##### Text segment #####
I mostly use the ceramic heat lamps in my grown hen coops, but I am also trying one right now in my 4-week chick brooder. This is helping them get used to a day-night schedule. (They have the regular room light during the day.)

My younger chicks are still on the red incandescent bulbs, but this is mostly because that's what I originally bought for them. I guess I like younger chicks (1-2 weeks) to have light instead of just heat at night because they sleep and wake so often.

I like my ceramic bulbs, and have found them quite safe and much less breakable than incandescent bulbs. The one time I dropped one on concrete, it simply made a clean split right at the base with no shattering or tiny shards of ceramic.

Hope that info helps.
 
Just so people don't get confused, the red heat bulbs also provide infrared wavelength light. They are an infrared bulb that is made in a way that they produce some visible light and a lot of infrared light. Mine have lasted a long time.

The infrared bulbs on the Shop the Coop site are also often called ceramic heat bulbs.

Infrared light is light we don't see, but experience as heat. The bad light for chicks and chickens is bright white light that's on 24 hours a day.

It's nice that the ceramics come in more wattage choices, especially for so many people brooding indoors and/or with just a few chicks. I've seen more people using them and I haven't heard anything bad about them.
 
Thank you all for your input. It is greatly appreciated and very helpful for someone new to chickens.

Any advice on wattage? Is the heat of a 250 watt infrated bulb the same as that of a red bulb?

I'm trying to decide what watt infrared bulb to buy when I get ready to put the girls out in the coop in a month or so.
 
I am confused. How can a ceramic heat coil emit light, even light that we can not see ?

Heat waves my be an energy source in the form of a wave, but I do not think ceramic has the capacity to emit light from its atomic structure.

Infrafred lamps generally have a gas or a special filiment.

You telling me if I heated up my ceramic dinner plate it would
give off infrared light waves ?

Any who, the ceramic heating coils are EXCELLENT for a heat source. I have found a infrared heat bulb at a local pet shop that is 150 watts. the 150 watts ceramics are 39 bucks, the lamp is 12 bucks.
 
Depending on how cold it gets I use either a 175 watt or 250 watt red heat lamp which cost around $5.00 mol.
##### Recorded information #####
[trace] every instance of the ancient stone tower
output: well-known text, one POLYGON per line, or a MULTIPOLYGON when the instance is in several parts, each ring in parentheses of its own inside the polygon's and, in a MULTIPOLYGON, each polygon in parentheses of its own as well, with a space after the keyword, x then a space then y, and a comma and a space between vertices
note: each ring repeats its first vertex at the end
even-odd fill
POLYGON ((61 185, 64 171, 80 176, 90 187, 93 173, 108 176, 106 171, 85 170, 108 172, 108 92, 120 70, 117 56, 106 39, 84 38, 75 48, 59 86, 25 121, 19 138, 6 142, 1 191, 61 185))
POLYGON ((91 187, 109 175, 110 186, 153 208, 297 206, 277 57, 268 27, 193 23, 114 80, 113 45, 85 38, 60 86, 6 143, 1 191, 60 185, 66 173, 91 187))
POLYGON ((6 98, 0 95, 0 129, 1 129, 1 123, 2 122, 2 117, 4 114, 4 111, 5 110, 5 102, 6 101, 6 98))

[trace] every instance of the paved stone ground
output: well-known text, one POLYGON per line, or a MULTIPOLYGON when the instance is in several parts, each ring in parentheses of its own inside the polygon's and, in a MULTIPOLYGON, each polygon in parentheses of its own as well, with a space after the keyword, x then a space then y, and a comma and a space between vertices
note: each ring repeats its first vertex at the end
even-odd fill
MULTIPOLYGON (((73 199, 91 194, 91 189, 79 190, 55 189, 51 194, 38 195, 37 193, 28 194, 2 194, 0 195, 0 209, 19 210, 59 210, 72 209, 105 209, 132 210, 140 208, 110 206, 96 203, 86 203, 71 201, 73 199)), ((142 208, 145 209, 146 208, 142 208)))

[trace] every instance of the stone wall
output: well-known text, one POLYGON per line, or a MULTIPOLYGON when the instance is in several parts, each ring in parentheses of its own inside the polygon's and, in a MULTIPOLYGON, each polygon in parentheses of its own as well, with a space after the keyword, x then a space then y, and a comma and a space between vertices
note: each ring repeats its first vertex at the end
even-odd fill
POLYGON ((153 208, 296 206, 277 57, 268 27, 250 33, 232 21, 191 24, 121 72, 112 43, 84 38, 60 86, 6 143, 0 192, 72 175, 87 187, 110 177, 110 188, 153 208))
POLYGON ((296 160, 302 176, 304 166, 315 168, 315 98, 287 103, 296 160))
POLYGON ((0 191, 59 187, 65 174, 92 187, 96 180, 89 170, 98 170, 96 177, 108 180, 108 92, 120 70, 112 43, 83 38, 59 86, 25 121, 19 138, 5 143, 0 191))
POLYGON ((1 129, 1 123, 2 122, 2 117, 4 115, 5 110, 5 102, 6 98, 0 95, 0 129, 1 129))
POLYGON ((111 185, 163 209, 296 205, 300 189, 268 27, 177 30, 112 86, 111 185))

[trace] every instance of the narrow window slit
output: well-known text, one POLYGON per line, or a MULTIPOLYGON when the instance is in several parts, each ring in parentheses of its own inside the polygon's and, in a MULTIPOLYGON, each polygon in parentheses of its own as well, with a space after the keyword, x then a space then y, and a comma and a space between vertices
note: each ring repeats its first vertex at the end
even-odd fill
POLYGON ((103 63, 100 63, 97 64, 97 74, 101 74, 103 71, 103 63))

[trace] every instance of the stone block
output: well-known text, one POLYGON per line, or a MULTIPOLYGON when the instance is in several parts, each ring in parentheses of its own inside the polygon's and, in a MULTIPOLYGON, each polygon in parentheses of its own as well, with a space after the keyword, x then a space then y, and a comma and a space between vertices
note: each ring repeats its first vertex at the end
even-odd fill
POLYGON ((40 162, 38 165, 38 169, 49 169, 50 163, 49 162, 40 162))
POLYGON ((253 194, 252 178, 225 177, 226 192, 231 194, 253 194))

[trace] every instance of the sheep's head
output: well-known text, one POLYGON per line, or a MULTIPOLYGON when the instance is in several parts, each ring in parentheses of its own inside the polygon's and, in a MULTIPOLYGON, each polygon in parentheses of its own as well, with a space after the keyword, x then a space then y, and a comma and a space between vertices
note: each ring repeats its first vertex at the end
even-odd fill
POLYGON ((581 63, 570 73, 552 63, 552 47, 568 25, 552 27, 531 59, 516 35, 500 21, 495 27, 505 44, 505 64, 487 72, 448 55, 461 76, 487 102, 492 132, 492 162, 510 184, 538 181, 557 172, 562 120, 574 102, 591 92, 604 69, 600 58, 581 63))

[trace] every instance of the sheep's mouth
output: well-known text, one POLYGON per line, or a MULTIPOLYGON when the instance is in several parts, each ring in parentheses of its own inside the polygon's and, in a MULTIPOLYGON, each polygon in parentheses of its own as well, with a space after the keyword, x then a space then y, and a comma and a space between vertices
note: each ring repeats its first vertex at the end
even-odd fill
#####
• What to produce: From the heat lamp text, extract the passage from "I'm trying to" to "its atomic structure.", copying it word for word. The data has no connection to the text about heat lamps for chickens.

• Result for this task:
I'm trying to decide what watt infrared bulb to buy when I get ready to put the girls out in the coop in a month or so.
 
I am confused. How can a ceramic heat coil emit light, even light that we can not see ?

Heat waves my be an energy source in the form of a wave, but I do not think ceramic has the capacity to emit light from its atomic structure.